Samedi 28 Juillet 2018
DIMANCHE 29 JUILLET 2018

Enchères.

Le tableau d'un impressionniste russe a été adjugé 450 000 € aux enchères hier à Vernon. L'œuvre, qui appartenait à une famille normande depuis 1925, va retourner en Russie.

« On a quelqu’un dans la salle les internautes ! » Hier dans l'hôtel des ventes de Vernon, un hangar défraîchi, les invisibles acheteurs du live devant leur ordinateur coiffent souvent au poteau les quelque quatre-vingts personnes bien présentes, mais quelque peu endormies en ce milieu d'après-midi. L’ambiance est détendue, la maîtresse de cérémonie plaisante : « Ne vous montrez pas du doigt, vous allez enchérir ! ».

——————

Restituez sans aucune modification le passage de l'article sur la vente aux enchères qui s'ouvre sur les mots contenant « Le tableau d'un » et se clôt par « retourner en Russie. ». Les données placées ensuite forment un matériau distinct de l'article sur la vente aux enchères.

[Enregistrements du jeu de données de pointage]
——————

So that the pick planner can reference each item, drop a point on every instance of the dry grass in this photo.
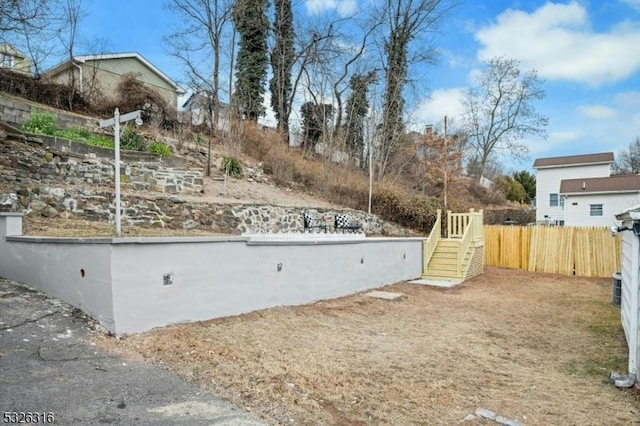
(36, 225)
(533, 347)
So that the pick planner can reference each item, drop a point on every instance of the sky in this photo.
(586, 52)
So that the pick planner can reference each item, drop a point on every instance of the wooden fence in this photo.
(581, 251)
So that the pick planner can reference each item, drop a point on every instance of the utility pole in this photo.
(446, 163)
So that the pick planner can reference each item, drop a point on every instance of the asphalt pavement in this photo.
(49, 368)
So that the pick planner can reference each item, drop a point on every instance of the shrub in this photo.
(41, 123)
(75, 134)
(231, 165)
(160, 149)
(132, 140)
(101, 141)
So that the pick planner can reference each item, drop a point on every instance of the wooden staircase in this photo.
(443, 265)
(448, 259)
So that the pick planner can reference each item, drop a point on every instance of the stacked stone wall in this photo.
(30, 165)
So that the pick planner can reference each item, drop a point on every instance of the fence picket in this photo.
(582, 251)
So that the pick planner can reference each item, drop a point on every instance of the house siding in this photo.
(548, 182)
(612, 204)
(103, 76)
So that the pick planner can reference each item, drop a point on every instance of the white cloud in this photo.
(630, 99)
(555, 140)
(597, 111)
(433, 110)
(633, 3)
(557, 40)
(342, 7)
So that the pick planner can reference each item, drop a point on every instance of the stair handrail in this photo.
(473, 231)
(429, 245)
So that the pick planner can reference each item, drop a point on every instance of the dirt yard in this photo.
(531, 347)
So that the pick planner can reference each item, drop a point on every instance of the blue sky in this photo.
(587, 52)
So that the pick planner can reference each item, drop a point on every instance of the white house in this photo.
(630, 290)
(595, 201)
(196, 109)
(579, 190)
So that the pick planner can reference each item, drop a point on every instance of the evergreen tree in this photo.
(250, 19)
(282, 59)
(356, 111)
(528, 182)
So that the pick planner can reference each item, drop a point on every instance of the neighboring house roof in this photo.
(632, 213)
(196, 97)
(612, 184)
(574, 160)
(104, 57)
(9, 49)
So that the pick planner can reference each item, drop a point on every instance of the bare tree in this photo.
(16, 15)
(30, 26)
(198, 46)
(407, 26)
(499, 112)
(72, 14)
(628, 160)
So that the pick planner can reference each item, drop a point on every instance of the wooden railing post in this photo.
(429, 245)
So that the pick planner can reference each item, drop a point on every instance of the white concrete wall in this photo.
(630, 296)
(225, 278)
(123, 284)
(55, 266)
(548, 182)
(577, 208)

——————

Réponse complète -
Le tableau d'un impressionniste russe a été adjugé 450 000 € aux enchères hier à Vernon. L'œuvre, qui appartenait à une famille normande depuis 1925, va retourner en Russie.